Information
==========
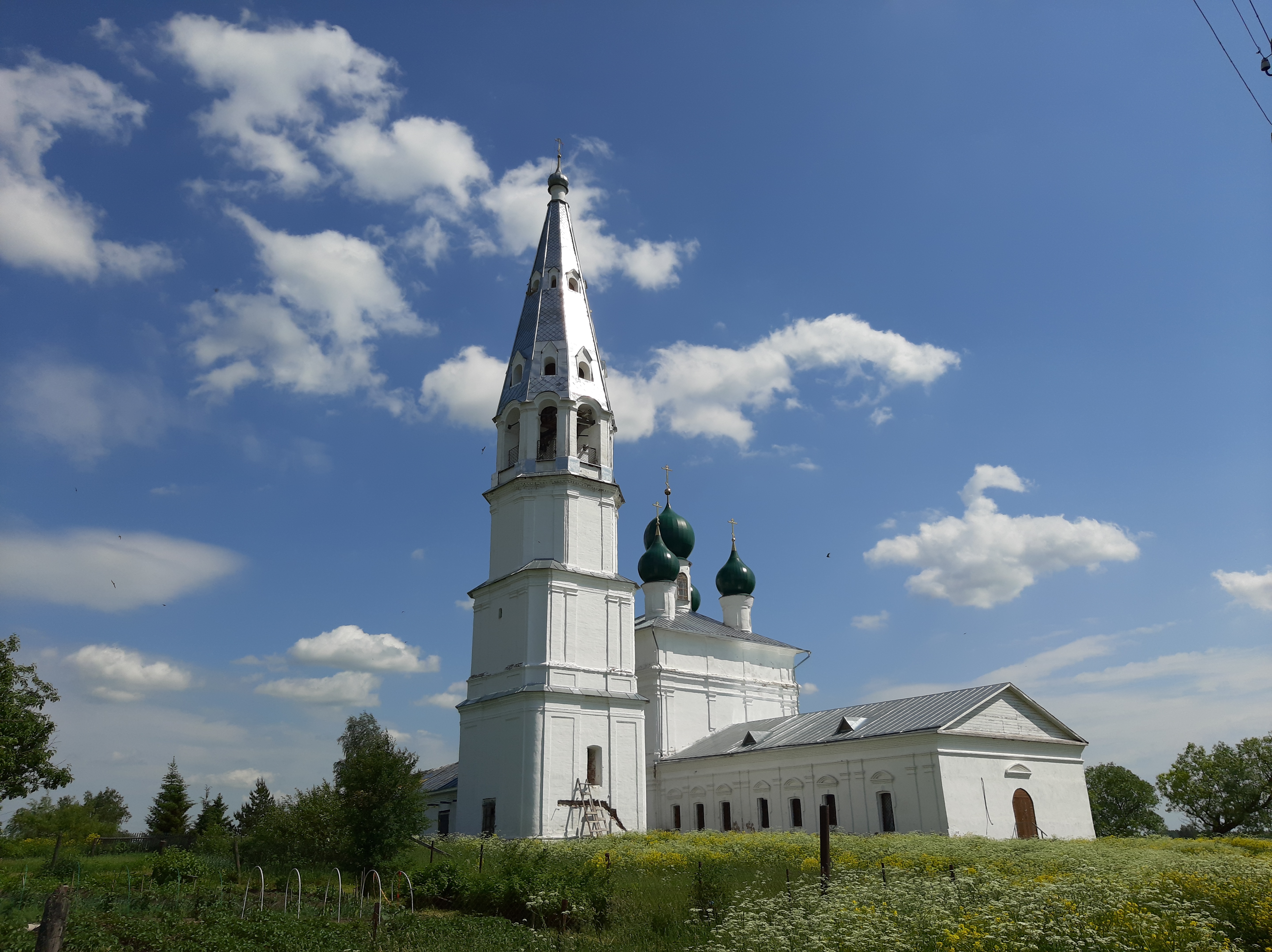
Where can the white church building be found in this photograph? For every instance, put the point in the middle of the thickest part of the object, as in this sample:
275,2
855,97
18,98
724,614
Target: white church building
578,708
==========
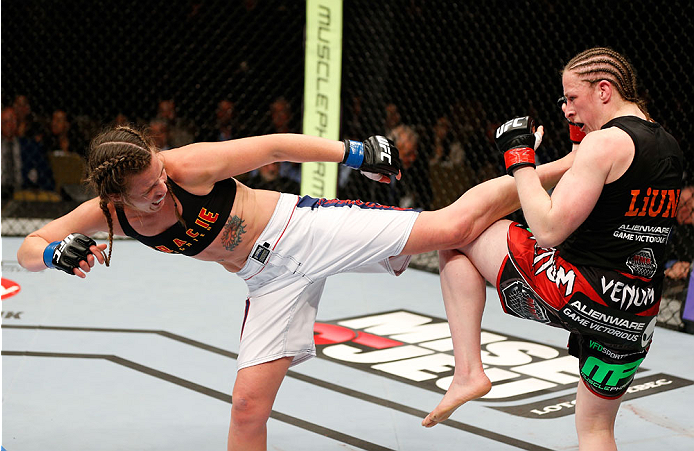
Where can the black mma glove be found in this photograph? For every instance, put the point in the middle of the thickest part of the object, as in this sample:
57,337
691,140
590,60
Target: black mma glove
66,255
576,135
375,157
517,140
==========
Problem
Where a line of the records has the string "instance", return that line.

Problem solution
Where can the white church building be found in this photograph? For every instance, put the point in the middle of the thickest part of the object, as in this sample:
Where can the black mma glove be found in this photograph? For every instance, put the point in the middle of the thickest part of the object, as in this sample:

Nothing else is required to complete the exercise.